Texto
──────
31 de agosto de 2009

Miradas de cámara: Raoul walsh



No es de extrañar que un conocido canal de cable emita un documental de Raoul Walsh bajo el título “Los hombres que inventaron las películas”. Cuando se quiere disfrutar del cine que nos hizo enamorarnos desde pequeños, cuando queremos recordar por qué entramos en este vicio, cuando todo lo demás decepciona, volvemos a las películas de tipos como Walsh en busca de la evasión, del goce permanente durante unas horas, del hipnótico estado de disfrute del arte frente a una pantalla, del buen cine clásico de mano de uno de los realizadores que con más maestría dirigió y expresó tras la cámara sentimientos y hermosura visual.
Además, el hombre del parche fue quién le puso a Marion Robert Morrison el nombre de John Wayne. Nada menos. Fue quién le dio imagen en su primera película a un Duque de 23 años en La gran jornada.
El ladrón de Bagdad siempre es citada por su innovación en el cine de su época y una referencia de partida.
A finales de los años 30, cuando Humphrey Bogart era un habitual en papeles secundarios, Raoul Walsh le dio más de lo mismo en su primera asociación con la Warner: el ascenso, esplendor y decadencia de un gangster protagonizado por un James Cagney en estado de gracia en la imprescindible Los violentos años 20. Pero fue el propio director el que encumbró a Bogart en El último refugio, ya iniciada su exitosa década de los 40.
Murieron con las botas puestas es el paradigma y ejemplo de una forma de cine ya desaparecida. Errol Flynn, Olivia de Havilland y Arthur Kennedy en la mítica batalla de Little Big Horn, con un prematuro Anthonny Quinn interpretando a Caballo loco.
En su mayor gloria y esplendor, Error Flynn se pondría el casco en Objetivo: Birmania.
──────
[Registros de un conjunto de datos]
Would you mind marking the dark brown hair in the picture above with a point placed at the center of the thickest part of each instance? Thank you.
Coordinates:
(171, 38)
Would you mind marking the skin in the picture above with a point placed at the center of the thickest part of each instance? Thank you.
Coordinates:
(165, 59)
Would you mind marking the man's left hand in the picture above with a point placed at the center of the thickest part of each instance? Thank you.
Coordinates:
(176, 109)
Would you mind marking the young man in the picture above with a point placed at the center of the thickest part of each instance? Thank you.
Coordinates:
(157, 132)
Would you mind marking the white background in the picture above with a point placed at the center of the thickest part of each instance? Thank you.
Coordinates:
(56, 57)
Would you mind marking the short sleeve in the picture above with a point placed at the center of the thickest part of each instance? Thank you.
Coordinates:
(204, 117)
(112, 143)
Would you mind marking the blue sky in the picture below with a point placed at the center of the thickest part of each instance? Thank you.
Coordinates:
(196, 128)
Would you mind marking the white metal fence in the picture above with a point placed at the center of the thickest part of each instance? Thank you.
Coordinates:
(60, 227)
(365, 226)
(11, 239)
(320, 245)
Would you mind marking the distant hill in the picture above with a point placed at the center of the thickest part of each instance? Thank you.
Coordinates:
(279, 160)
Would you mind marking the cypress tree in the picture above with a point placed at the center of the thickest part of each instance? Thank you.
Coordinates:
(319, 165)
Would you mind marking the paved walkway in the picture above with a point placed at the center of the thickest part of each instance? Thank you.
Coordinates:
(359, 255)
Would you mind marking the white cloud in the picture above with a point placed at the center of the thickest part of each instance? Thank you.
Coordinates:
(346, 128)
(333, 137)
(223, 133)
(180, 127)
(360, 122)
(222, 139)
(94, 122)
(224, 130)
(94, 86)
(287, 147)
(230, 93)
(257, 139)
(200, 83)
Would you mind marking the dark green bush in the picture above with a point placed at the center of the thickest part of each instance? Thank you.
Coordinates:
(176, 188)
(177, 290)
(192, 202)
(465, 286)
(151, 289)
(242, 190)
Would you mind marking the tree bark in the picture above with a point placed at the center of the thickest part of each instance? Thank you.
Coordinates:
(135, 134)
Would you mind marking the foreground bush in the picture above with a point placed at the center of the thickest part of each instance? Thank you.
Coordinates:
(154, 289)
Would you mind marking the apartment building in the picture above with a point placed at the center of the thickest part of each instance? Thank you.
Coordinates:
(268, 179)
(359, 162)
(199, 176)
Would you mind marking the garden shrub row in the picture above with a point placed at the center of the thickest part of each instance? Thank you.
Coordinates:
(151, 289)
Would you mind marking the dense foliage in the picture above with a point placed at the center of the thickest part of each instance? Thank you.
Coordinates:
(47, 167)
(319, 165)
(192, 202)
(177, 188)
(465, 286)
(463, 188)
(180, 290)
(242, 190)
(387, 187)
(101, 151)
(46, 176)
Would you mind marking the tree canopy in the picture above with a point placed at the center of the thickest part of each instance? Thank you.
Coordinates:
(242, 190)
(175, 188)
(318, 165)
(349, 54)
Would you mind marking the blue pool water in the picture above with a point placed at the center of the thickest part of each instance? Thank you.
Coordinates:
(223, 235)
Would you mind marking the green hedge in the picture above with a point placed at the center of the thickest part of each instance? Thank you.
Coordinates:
──────
Lista de tareas
• A. Imprime sin cambios el fragmento del texto sobre Raoul Walsh que va desde “Miradas de cámara: Raoul” hasta “y hermosura visual.”.
• B. Prosigue el texto sobre Raoul Walsh a partir de donde termina.

Respuestas
• A.
Miradas de cámara: Raoul walsh



No es de extrañar que un conocido canal de cable emita un documental de Raoul Walsh bajo el título “Los hombres que inventaron las películas”. Cuando se quiere disfrutar del cine que nos hizo enamorarnos desde pequeños, cuando queremos recordar por qué entramos en este vicio, cuando todo lo demás decepciona, volvemos a las películas de tipos como Walsh en busca de la evasión, del goce permanente durante unas horas, del hipnótico estado de disfrute del arte frente a una pantalla, del buen cine clásico de mano de uno de los realizadores que con más maestría dirigió y expresó tras la cámara sentimientos y hermosura visual.

• B.
Tiene algo fascinante el amor fugitivo y derrotista de la pareja protagonista de Juntos hasta la muerte, remake de El último refugio que pone a Joel MacCrea y Virgina Mayo en el último abrazo final.
Esa forma de entender la vida y la muerte es un nexo común de las películas de Walsh, con unos personajes que muestran a menudo sus mejores y peores cualidades, pero que siempre acaban conmoviendo en su epílogo, bajo imágenes románticas por su belleza de un blanco y negro y una fotografía marca de la casa.
Al rojo vivo es probablemente una de las dos o tres mejores películas de cine negro de la historia, una nueva obra maestra que pone de nuevo a Cagney un lugar en la meca de la interpretación. Nunca una cara fue tan peculiar, tan llena de maldad y astucia.
El western típico en Walsh tiene el contundente aprobado en Camino de la horca, Tambores lejanos y Rebelión en el fuerte.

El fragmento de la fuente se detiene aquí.